Copy the following lines word for word, omitting the pictures.

### Data for processing ###

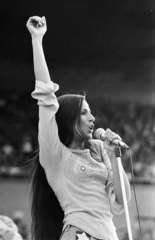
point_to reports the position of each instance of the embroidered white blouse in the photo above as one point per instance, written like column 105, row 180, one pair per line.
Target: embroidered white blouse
column 82, row 182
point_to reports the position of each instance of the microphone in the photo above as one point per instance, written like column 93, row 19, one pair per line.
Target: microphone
column 100, row 134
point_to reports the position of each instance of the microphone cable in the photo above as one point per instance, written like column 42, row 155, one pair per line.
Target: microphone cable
column 132, row 173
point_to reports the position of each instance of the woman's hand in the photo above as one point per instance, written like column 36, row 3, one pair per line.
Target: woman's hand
column 37, row 26
column 110, row 137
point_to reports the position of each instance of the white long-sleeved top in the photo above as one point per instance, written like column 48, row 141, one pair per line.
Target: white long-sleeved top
column 82, row 182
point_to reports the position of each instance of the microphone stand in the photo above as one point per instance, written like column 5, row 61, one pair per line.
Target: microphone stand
column 118, row 156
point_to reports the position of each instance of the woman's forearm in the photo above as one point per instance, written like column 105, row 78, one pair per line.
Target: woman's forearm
column 40, row 65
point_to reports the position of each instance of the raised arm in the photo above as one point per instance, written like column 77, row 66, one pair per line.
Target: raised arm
column 37, row 28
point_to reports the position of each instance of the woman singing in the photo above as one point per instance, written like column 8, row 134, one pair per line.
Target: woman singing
column 76, row 184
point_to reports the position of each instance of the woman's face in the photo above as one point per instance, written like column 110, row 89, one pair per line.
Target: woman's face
column 86, row 121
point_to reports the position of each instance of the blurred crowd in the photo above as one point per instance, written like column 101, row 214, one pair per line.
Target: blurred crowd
column 132, row 121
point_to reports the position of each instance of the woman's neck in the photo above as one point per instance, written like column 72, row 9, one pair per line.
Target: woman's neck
column 77, row 145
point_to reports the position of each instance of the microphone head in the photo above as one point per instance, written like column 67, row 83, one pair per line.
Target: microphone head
column 98, row 133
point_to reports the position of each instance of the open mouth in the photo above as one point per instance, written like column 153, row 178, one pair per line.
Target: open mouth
column 91, row 128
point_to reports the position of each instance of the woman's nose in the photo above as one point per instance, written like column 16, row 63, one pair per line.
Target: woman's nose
column 92, row 118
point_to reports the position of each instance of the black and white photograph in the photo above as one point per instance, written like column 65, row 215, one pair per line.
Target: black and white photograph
column 77, row 120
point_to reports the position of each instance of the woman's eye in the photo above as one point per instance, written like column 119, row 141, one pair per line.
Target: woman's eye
column 83, row 112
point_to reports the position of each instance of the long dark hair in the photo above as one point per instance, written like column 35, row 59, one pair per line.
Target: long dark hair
column 47, row 215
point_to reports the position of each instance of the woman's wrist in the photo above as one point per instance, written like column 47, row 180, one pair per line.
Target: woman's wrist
column 37, row 39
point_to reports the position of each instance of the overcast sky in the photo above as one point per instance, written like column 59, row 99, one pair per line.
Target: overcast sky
column 107, row 34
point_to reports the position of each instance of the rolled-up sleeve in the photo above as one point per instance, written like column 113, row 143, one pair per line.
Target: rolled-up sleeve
column 51, row 149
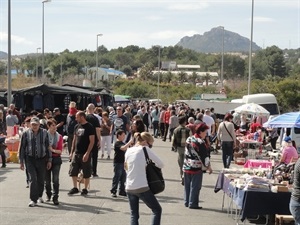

###

## Expected answer
point_to reports the position of each instance of the embroidered white blouse in the photo above as one point per instance, written like column 105, row 180, one pair per line.
Target: embroidered white blouse
column 82, row 182
point_to reports the position of each instance of the microphone in the photo above as one point per instance, written like column 93, row 19, one pair per line.
Target: microphone
column 100, row 134
point_to reports the position of each instance of the microphone cable in the photo above as one point per instance, written like column 42, row 155, one pair per line.
Target: microphone cable
column 132, row 173
point_to reports the position of each instance of the woman's hand in the photo above as one point per instance, written like column 36, row 3, one pair per line.
Target: woman's hand
column 37, row 26
column 110, row 137
point_to reports the position of each instance of the white long-sleeved top in the photo above as one point per instance, written like column 48, row 141, one pair per line.
Target: white long-sleeved top
column 82, row 182
point_to reports the position of each instance of the microphone stand in the photo above as one point per instance, written like column 5, row 61, one pair per line.
Target: microphone stand
column 118, row 156
point_to reports the position of each instance of the woman's forearm in the photo above as one point per instance, written like column 105, row 78, one pair per line.
Target: woman's forearm
column 40, row 65
point_to reports the position of each instance of the raised arm in the photo above as one point per instance, written like column 77, row 66, one pair per line.
Target: raised arm
column 37, row 28
point_to reports the position of each instance of the woman singing in the photo above as one point per instance, written like column 8, row 134, one pair per line.
Target: woman singing
column 76, row 184
point_to reports the position of each instance of the woman's face in the photo above as one point per instance, written like column 110, row 89, one pair per line.
Target: woman's face
column 86, row 121
point_to reports the position of each instance of the blurred crowd in the photo above as one point per instance, written like column 101, row 214, one pair per line.
Target: blurred crowd
column 132, row 121
point_to reports the position of each instance of the woman's neck in the photo above as one point per instance, written like column 72, row 9, one pair per line.
Target: woman's neck
column 77, row 145
point_to reports the position of each instance of the microphone head in the photo above as one point per instance, written like column 67, row 83, one pair per line.
Target: microphone head
column 98, row 133
point_to reports the position of each instance of the open mouth in the photo above as one point per instance, written like column 153, row 178, one pair per line.
Target: open mouth
column 91, row 128
point_to reports the position of each instance of the woman's nose in the photo above as one point per instance, written like column 16, row 63, one pair per line.
Target: woman's nose
column 92, row 118
point_to reports the position of each instance of the black and white photograph in the photo above as one point per instance, written like column 65, row 215, one pair per line.
Target: black and white photograph
column 77, row 120
point_to reports the position of each instance of the woman's eye in the photo above as one point per instance, written like column 119, row 141, one pair per line.
Target: woman's eye
column 83, row 112
point_to reports the position of each instance of the long dark hair in the photo above as one point per instance, written like column 35, row 59, one pair per line.
Target: long dark hair
column 47, row 215
point_to reports the position of each instance of the woman's wrist in the photo above as one point per instance, written like column 47, row 180, one pair per line.
Target: woman's wrist
column 37, row 39
point_to reports the position of each instance of the overcast sky in the photo above as one point per instance, written like column 59, row 99, one pair per line.
Target: overcast sky
column 107, row 34
point_to reports the position of each instance of the rolled-up sleeve in the photo above as one point per instance, written like column 113, row 143, one pair per line.
Target: rolled-up sleeve
column 51, row 149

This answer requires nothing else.